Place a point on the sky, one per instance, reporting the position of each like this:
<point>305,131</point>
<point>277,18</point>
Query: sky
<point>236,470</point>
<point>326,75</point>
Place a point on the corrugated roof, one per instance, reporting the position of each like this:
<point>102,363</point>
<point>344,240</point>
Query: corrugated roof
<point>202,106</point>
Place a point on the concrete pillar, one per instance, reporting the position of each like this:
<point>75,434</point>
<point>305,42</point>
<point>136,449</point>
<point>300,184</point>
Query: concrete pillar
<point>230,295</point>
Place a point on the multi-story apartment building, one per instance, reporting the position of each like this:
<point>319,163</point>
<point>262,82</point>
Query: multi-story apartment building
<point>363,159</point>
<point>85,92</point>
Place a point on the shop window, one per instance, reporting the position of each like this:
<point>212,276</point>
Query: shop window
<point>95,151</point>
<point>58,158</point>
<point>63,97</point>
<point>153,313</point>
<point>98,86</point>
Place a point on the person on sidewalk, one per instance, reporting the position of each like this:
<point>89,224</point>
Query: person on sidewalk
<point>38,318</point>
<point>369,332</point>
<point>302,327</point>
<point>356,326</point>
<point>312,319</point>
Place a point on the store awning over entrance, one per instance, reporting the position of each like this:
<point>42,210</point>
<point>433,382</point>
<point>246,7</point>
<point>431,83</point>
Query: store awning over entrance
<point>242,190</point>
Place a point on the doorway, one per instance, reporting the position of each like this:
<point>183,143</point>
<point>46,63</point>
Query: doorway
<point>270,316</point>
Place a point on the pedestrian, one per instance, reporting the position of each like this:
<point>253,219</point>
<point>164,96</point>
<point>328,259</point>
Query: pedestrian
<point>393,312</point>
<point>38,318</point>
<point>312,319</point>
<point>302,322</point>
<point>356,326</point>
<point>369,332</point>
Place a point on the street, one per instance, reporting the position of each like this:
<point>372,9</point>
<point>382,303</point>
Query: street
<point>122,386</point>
....................
▶ EXERCISE
Beginning at the line with "Place a point on the shop" and ending at the line with "<point>328,259</point>", reproduce each line of the data above exactly, and add no other lines.

▶ RESPONSE TO THE TASK
Place a point on the shop window, one per instance, reporting the position of each like this:
<point>212,276</point>
Query: shop window
<point>95,151</point>
<point>58,158</point>
<point>63,97</point>
<point>153,313</point>
<point>98,86</point>
Place a point on the person on sidewalk, one per instance, reporting the position of each like this:
<point>89,224</point>
Query: person on sidewalk
<point>38,318</point>
<point>369,332</point>
<point>302,327</point>
<point>356,326</point>
<point>312,319</point>
Place a point on the store awning over entrance, one per instance, reporting the position of each like this:
<point>42,210</point>
<point>433,382</point>
<point>246,7</point>
<point>431,83</point>
Query: store awning over entrance
<point>242,190</point>
Place a point on the doorway, one per instance, reporting the position of each like this:
<point>183,143</point>
<point>46,63</point>
Query: doorway
<point>270,316</point>
Place a point on the pedestrian, one per instance, reporting the position of each like this:
<point>253,219</point>
<point>164,96</point>
<point>328,259</point>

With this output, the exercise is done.